Copy nothing before the line that contains "Return one point per instance of the dark brown"; from there, transcribe each line exactly through the end of the material, omitting pictures.

(Coordinate annotation records)
______________________________

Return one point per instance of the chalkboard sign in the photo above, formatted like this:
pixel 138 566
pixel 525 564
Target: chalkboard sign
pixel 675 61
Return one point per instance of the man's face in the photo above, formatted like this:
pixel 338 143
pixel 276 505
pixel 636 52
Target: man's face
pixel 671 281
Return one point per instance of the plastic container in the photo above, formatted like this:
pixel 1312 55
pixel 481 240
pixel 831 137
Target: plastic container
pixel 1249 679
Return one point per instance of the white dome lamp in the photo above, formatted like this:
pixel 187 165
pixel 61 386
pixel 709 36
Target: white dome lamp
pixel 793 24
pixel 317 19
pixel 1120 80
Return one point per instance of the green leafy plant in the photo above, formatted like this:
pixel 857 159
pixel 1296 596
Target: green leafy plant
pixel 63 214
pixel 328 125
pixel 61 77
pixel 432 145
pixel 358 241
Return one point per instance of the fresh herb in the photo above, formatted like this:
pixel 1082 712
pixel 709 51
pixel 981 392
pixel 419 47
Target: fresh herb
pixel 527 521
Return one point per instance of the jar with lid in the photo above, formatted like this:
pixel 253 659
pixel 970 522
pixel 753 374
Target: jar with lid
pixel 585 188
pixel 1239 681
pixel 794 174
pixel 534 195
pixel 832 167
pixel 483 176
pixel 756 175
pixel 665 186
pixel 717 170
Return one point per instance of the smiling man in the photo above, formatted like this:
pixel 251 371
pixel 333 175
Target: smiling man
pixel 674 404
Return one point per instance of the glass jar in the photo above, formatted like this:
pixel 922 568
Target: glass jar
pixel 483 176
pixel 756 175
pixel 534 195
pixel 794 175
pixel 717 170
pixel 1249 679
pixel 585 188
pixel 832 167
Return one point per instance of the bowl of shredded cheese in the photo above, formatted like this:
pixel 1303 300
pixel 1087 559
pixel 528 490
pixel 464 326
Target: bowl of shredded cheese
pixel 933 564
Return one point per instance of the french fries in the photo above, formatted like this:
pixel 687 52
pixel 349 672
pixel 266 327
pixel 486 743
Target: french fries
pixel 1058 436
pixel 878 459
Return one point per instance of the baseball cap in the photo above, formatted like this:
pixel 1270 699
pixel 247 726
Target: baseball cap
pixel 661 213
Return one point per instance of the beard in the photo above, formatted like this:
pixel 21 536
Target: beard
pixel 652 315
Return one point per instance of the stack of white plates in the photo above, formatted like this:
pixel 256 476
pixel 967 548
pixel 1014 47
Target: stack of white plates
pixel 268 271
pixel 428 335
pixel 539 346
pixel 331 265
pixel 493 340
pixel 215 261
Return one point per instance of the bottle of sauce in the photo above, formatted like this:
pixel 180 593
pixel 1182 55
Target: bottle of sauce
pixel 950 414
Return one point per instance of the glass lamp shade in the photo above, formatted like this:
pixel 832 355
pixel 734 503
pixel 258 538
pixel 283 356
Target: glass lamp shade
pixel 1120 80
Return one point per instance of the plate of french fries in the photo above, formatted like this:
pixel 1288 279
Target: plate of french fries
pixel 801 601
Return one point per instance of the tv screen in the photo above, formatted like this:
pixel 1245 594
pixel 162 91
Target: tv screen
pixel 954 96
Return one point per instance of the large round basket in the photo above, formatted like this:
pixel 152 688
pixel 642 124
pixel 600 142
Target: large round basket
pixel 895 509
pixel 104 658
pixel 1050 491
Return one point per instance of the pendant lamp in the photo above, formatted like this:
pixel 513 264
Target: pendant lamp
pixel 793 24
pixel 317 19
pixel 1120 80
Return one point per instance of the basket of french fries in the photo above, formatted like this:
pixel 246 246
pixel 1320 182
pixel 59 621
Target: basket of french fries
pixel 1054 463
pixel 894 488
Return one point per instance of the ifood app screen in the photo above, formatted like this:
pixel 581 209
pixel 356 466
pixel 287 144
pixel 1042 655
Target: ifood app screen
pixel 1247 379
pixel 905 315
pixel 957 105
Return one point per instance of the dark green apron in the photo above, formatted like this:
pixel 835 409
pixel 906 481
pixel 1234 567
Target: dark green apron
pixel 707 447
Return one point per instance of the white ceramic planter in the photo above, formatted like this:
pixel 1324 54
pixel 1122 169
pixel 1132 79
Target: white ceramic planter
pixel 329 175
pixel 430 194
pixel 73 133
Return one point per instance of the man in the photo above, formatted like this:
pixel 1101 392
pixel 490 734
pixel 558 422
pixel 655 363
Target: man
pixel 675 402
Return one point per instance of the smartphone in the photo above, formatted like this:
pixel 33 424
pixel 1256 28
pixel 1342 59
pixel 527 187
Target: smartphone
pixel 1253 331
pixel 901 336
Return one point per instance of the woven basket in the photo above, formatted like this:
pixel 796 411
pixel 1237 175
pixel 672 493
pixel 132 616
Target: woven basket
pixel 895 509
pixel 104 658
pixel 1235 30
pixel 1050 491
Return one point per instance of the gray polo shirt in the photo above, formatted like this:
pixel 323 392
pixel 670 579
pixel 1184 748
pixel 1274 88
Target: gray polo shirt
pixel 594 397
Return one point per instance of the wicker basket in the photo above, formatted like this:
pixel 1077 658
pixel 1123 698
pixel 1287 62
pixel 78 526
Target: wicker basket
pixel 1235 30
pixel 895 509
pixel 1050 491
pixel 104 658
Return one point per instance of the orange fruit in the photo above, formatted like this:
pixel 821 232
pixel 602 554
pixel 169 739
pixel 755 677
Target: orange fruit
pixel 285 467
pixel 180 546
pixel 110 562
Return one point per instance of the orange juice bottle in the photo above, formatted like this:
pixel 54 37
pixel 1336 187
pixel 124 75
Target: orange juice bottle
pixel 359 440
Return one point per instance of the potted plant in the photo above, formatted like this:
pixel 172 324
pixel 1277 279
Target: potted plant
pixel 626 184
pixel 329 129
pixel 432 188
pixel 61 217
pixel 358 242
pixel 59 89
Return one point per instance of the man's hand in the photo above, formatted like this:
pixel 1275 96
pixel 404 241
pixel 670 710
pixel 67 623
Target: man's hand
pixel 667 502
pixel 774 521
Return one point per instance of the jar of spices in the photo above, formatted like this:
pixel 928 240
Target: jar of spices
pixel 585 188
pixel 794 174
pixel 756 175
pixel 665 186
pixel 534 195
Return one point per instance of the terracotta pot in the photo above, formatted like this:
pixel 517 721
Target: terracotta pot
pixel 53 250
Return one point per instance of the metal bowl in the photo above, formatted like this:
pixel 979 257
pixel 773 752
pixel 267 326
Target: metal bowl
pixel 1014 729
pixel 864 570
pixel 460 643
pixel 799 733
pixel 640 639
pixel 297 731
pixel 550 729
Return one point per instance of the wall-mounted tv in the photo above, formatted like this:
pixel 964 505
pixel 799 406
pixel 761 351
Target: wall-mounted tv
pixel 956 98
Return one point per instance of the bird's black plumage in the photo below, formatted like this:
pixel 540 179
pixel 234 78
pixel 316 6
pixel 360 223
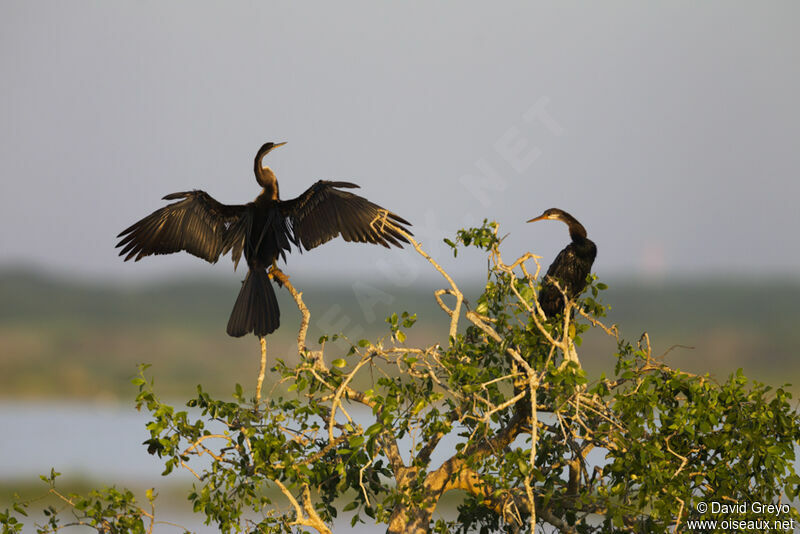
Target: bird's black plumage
pixel 263 230
pixel 571 266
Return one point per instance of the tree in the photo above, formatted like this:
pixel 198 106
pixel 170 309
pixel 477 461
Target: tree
pixel 531 439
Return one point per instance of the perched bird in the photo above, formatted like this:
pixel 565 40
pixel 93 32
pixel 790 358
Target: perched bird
pixel 571 266
pixel 263 230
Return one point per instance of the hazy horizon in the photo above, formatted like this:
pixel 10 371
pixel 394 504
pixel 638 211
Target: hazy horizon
pixel 669 130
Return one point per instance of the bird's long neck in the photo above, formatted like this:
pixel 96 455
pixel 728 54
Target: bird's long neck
pixel 266 179
pixel 576 230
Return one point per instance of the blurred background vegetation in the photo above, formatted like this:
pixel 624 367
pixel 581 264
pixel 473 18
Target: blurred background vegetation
pixel 64 338
pixel 68 346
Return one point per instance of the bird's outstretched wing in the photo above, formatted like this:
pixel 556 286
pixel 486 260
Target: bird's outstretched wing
pixel 197 224
pixel 323 212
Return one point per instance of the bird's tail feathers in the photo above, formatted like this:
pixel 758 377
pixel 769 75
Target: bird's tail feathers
pixel 256 309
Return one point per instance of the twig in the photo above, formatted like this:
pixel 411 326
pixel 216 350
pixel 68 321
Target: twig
pixel 263 368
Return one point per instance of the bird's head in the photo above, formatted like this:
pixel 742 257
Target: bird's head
pixel 266 148
pixel 264 174
pixel 576 229
pixel 552 214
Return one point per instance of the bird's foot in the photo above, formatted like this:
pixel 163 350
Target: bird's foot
pixel 276 274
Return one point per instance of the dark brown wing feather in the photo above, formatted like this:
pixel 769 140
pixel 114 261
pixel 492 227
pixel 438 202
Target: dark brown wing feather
pixel 197 224
pixel 323 212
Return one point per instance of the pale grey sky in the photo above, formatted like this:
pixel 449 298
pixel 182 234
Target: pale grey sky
pixel 670 130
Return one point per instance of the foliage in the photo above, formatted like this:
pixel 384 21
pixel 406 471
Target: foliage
pixel 503 412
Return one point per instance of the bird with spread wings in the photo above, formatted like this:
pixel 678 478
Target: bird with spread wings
pixel 263 230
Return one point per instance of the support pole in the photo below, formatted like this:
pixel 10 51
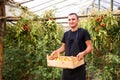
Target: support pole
pixel 2 24
pixel 98 5
pixel 111 5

______________________________

Correct output:
Return one point per instance of the dark brown wing feather in the photo above, formatted like this:
pixel 769 140
pixel 114 261
pixel 492 227
pixel 438 202
Target: dark brown wing feather
pixel 197 224
pixel 323 212
Return one point per instance of the pale grey sky in the photo above, formatted like this:
pixel 449 298
pixel 182 234
Target: pale grey sky
pixel 670 130
Return one point per instance of the foliage in the photo above, formatted like this:
pixel 384 21
pixel 406 471
Target: foliage
pixel 503 412
Return one point per instance of the bird with spread wings in the photo above, formatted like this:
pixel 678 478
Target: bird with spread wings
pixel 263 230
Return one point per instance of the support pole in the photo below, formatted like this:
pixel 10 51
Target: support pole
pixel 2 24
pixel 98 5
pixel 111 5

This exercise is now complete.